> [TASK BRIEF]
Rewrite the lines from the one containing "Provide the outline of each instance of the white building." through the one containing "[[[4,69],[2,71],[3,73],[16,73],[18,72],[17,69]]]", putting "gray building" in place of "white building" and keeping all else as it is.

[Shape boundary entries]
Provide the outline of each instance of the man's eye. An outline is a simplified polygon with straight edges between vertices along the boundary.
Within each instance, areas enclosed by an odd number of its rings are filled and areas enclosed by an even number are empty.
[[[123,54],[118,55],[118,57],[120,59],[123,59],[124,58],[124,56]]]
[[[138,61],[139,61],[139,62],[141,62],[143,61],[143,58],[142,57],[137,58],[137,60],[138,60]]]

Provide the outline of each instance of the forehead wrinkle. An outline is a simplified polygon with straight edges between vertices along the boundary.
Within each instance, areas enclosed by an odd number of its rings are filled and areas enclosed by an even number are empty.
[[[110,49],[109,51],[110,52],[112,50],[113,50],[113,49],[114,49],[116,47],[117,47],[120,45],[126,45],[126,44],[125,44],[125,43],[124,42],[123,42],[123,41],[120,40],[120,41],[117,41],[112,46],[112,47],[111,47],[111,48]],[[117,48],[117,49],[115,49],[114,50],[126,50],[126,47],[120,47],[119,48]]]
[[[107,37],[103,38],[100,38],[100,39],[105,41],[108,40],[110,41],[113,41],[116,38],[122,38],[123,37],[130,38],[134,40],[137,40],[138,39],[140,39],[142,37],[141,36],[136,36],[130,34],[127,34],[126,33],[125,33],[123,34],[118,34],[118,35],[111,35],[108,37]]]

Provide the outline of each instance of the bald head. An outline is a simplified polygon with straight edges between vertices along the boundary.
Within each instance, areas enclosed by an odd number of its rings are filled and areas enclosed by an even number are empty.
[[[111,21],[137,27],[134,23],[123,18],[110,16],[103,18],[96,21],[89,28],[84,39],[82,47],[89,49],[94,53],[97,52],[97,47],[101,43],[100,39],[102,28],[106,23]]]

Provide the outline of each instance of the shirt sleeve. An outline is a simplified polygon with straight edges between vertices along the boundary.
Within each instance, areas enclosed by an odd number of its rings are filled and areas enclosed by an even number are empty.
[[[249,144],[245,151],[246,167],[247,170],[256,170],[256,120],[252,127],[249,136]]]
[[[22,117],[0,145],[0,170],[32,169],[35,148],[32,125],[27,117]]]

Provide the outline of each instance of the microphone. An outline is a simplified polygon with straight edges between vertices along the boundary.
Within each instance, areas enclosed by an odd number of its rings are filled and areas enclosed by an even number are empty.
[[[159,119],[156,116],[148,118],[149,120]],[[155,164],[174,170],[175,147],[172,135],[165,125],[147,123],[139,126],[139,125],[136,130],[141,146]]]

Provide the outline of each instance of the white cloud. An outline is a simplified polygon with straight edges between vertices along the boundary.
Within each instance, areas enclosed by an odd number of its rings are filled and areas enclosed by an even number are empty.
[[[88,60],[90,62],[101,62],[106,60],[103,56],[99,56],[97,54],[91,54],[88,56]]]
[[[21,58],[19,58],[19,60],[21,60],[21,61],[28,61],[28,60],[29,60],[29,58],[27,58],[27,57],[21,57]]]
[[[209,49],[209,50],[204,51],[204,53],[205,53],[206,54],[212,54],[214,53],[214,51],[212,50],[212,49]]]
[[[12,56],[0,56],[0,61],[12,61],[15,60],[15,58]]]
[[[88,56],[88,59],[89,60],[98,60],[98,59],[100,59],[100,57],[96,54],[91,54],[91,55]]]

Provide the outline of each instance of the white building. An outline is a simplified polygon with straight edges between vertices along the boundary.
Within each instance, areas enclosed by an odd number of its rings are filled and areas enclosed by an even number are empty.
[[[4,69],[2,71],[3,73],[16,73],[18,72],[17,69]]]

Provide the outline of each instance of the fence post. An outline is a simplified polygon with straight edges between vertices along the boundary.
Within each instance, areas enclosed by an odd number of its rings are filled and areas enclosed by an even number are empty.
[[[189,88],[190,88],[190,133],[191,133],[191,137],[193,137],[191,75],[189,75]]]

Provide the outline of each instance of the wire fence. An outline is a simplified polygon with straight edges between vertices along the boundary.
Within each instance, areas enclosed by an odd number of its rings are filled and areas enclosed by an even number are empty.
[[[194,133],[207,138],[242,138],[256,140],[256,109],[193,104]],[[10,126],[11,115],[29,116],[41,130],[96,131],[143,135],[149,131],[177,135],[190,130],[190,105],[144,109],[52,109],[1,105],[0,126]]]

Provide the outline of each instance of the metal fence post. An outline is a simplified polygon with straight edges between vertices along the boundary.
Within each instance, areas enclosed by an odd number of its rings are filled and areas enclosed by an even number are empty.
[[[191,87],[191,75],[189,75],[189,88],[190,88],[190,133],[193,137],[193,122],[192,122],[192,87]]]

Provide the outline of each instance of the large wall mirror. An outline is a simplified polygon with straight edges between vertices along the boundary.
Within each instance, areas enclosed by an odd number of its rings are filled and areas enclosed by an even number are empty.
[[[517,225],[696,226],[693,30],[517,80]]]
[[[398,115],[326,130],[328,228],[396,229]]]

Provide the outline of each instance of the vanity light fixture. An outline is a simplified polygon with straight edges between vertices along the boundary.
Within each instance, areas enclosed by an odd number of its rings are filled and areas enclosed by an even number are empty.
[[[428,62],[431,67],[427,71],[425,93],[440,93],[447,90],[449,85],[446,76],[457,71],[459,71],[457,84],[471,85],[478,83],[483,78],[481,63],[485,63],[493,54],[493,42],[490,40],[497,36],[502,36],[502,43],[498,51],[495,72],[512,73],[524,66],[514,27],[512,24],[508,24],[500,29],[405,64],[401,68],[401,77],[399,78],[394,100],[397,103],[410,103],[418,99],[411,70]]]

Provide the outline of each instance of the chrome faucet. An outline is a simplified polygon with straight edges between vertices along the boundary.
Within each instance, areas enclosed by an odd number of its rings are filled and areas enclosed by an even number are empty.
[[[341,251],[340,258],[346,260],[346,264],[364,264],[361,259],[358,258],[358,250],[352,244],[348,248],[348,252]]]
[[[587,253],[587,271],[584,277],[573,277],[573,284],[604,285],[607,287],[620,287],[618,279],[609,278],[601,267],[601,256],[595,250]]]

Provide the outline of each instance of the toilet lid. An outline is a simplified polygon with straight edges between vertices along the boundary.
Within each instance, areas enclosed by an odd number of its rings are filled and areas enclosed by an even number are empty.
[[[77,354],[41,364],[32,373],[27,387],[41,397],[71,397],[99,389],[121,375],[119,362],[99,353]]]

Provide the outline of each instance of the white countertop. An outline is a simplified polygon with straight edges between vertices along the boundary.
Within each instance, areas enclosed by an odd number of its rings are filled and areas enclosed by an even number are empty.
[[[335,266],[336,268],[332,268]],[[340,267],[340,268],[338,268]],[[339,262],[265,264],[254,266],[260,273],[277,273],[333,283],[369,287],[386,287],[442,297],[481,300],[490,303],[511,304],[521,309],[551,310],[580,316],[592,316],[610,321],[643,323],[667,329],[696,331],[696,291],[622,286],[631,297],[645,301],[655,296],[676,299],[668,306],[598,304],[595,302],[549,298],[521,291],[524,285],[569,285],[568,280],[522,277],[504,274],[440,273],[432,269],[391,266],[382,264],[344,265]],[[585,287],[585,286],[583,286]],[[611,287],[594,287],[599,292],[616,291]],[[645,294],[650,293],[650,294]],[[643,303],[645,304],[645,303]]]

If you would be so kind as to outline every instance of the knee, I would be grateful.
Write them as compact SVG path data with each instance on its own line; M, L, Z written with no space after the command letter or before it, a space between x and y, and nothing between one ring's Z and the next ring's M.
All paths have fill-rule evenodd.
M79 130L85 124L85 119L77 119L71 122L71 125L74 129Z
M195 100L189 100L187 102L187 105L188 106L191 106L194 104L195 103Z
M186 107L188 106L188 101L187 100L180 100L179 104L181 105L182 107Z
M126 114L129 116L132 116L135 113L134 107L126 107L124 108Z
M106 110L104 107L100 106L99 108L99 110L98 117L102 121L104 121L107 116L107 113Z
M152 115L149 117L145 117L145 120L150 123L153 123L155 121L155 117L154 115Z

> [RESPONSE TO THIS EXERCISE]
Provide the outline of each instance of the gray building. An outline is a simplified polygon with straight edges between vertices along the boundary.
Within each instance, areas enclosed by an odd number of its rings are filled and areas enclosed by an even number are empty.
[[[4,69],[2,71],[3,73],[16,73],[18,72],[17,69]]]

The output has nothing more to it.